:: Data excerpts ::
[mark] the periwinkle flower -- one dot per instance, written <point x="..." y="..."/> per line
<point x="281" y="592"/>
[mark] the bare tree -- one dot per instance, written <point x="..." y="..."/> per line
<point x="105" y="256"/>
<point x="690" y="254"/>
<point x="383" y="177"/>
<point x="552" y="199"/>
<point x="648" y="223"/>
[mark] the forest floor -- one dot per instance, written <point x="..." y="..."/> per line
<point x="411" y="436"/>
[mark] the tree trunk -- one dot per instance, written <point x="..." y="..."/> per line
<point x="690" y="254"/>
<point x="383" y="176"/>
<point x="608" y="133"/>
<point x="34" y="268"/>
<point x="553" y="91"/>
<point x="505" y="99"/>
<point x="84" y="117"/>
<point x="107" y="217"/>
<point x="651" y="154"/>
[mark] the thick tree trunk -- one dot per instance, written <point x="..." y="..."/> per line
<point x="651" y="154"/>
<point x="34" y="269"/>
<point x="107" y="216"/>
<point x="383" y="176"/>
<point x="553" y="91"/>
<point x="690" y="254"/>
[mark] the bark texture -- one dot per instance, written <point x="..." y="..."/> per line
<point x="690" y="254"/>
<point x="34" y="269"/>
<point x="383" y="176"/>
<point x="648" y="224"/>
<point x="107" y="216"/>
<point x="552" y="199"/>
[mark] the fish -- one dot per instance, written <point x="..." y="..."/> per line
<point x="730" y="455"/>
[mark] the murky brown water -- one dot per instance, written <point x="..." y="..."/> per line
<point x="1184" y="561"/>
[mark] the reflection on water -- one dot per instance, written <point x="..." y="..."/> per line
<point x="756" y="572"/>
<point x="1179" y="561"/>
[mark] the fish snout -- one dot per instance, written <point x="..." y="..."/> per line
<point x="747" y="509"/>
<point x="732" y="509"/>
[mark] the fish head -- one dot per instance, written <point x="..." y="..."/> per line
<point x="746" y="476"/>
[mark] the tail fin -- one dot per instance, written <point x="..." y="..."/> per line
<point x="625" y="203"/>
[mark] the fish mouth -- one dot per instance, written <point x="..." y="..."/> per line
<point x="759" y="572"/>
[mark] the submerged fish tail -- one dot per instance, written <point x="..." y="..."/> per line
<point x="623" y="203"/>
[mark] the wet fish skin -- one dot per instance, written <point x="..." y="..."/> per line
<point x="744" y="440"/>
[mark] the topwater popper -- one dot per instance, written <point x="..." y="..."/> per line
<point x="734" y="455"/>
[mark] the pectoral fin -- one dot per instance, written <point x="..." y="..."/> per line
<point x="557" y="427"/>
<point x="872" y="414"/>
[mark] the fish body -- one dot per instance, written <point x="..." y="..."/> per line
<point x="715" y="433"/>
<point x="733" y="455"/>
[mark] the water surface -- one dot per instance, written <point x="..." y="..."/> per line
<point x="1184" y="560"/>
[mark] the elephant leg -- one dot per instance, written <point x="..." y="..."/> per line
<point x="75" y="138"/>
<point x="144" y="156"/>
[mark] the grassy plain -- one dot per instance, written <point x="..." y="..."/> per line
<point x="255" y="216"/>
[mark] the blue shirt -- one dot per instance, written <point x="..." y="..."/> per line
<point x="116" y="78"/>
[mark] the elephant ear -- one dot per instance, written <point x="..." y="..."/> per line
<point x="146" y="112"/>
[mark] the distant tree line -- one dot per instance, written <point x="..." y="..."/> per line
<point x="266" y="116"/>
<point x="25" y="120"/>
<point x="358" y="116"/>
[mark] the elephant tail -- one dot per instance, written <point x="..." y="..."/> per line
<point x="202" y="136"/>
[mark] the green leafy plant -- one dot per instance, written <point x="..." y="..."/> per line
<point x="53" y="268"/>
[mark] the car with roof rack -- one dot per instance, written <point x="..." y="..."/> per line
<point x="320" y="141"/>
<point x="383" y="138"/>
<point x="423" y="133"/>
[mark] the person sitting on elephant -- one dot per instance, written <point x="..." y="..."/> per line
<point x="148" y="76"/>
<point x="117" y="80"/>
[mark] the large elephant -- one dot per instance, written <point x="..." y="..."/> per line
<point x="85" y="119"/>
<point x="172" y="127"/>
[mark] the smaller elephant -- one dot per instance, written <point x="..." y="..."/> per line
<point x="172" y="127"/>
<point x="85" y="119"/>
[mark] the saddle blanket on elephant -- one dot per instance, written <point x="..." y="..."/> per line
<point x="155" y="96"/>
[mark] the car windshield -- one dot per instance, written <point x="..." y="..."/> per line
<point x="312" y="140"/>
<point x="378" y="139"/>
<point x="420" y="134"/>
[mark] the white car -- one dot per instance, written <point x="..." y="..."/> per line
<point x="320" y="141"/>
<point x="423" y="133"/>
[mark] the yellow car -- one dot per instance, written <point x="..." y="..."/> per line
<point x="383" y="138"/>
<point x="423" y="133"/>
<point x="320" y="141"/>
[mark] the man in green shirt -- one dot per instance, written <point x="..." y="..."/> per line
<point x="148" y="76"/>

:: EXERCISE GOAL ::
Every entry should be printed again exactly as written.

:: RESPONSE BOX ::
[mark] the periwinkle flower -- one dot per instance, written <point x="..." y="..."/> per line
<point x="281" y="592"/>
[mark] the bare tree -- one dot per instance, written <point x="..." y="..."/> per line
<point x="105" y="256"/>
<point x="690" y="254"/>
<point x="383" y="177"/>
<point x="552" y="199"/>
<point x="648" y="223"/>
[mark] the forest floor -- one dot per instance, written <point x="..." y="..."/> per line
<point x="411" y="436"/>
[mark] the tree trunk -- one dot per instance, written <point x="..." y="..."/> per line
<point x="690" y="254"/>
<point x="383" y="176"/>
<point x="608" y="133"/>
<point x="34" y="268"/>
<point x="553" y="91"/>
<point x="505" y="99"/>
<point x="84" y="117"/>
<point x="107" y="217"/>
<point x="651" y="154"/>
[mark] the thick tree trunk -- one dot per instance, written <point x="..." y="..."/> per line
<point x="651" y="154"/>
<point x="34" y="269"/>
<point x="107" y="216"/>
<point x="383" y="176"/>
<point x="553" y="91"/>
<point x="690" y="254"/>
[mark] the bark texture -- one dot per instance, written <point x="..." y="..."/> per line
<point x="690" y="254"/>
<point x="34" y="269"/>
<point x="383" y="176"/>
<point x="648" y="224"/>
<point x="107" y="216"/>
<point x="552" y="199"/>
[mark] the fish -- one dot per instance, written <point x="..." y="..."/> per line
<point x="730" y="455"/>
[mark] the murky brown water -- one dot per instance, written <point x="..." y="..."/> per line
<point x="1184" y="561"/>
[mark] the reflection on water -- one dot per instance, written <point x="..." y="..."/> per line
<point x="756" y="572"/>
<point x="1179" y="561"/>
[mark] the fish snout -- one dot per instance, written <point x="..." y="..."/> per line
<point x="747" y="509"/>
<point x="732" y="509"/>
[mark] the fish head -- one dot per instance, written <point x="..." y="..."/> per line
<point x="746" y="476"/>
[mark] the tail fin -- one dot per instance, written <point x="..." y="..."/> per line
<point x="625" y="203"/>
[mark] the fish mouth -- one dot per instance, written <point x="..." y="..."/> per line
<point x="759" y="572"/>
[mark] the submerged fish tail -- one dot per instance, written <point x="..." y="..."/> per line
<point x="623" y="203"/>
[mark] the wet fish skin -- one dot per instance, written <point x="..." y="..."/> per line
<point x="744" y="440"/>
[mark] the topwater popper -- one dot per instance, written <point x="..." y="..."/> per line
<point x="734" y="455"/>
[mark] the pectoral fin -- one dot per instance, written <point x="..." y="..."/> per line
<point x="557" y="427"/>
<point x="872" y="414"/>
[mark] the fish body -- one dot per instance, written <point x="..." y="..."/> per line
<point x="715" y="433"/>
<point x="733" y="455"/>
[mark] the water surface -- one dot per instance, written <point x="..." y="..."/> per line
<point x="1184" y="560"/>
[mark] the elephant leg -- one dot per instance, written <point x="..." y="..."/> per line
<point x="75" y="138"/>
<point x="144" y="156"/>
[mark] the grassy plain -- one dot per instance, written <point x="..." y="..."/> per line
<point x="255" y="216"/>
[mark] the blue shirt -- one dot per instance, written <point x="..." y="..."/> per line
<point x="116" y="78"/>
[mark] the elephant ear -- one dot per instance, written <point x="..." y="..."/> per line
<point x="146" y="112"/>
[mark] the distant tree line -- one dot per instance, written <point x="..." y="..."/> per line
<point x="266" y="116"/>
<point x="25" y="120"/>
<point x="358" y="116"/>
[mark] the elephant tail -- one dot per instance, written <point x="..." y="..."/> per line
<point x="202" y="136"/>
[mark] the green leafy plant -- one dot per instance, written <point x="..." y="..."/> per line
<point x="53" y="268"/>
[mark] the car with roof rack -- one dot per instance, written <point x="..." y="..."/> per line
<point x="320" y="141"/>
<point x="383" y="138"/>
<point x="423" y="133"/>
[mark] the person sitting on elephant -- one dot per instance, written <point x="..." y="..."/> per line
<point x="148" y="76"/>
<point x="117" y="80"/>
[mark] the large elephant -- one dot per instance, written <point x="..." y="..."/> per line
<point x="85" y="119"/>
<point x="172" y="127"/>
[mark] the smaller elephant -- one dot per instance, written <point x="..." y="..."/> per line
<point x="172" y="127"/>
<point x="85" y="119"/>
[mark] the saddle blanket on elephant -- one dot per instance, written <point x="..." y="..."/> per line
<point x="155" y="96"/>
[mark] the car windshield -- one dot per instance, written <point x="..." y="..."/> per line
<point x="312" y="140"/>
<point x="378" y="139"/>
<point x="420" y="134"/>
[mark] the white car -- one dot per instance, written <point x="..." y="..."/> per line
<point x="320" y="141"/>
<point x="423" y="133"/>
[mark] the yellow car -- one dot per instance, written <point x="..." y="..."/> per line
<point x="383" y="138"/>
<point x="423" y="133"/>
<point x="320" y="141"/>
[mark] the man in green shirt -- one dot per instance, written <point x="..." y="..."/> per line
<point x="148" y="76"/>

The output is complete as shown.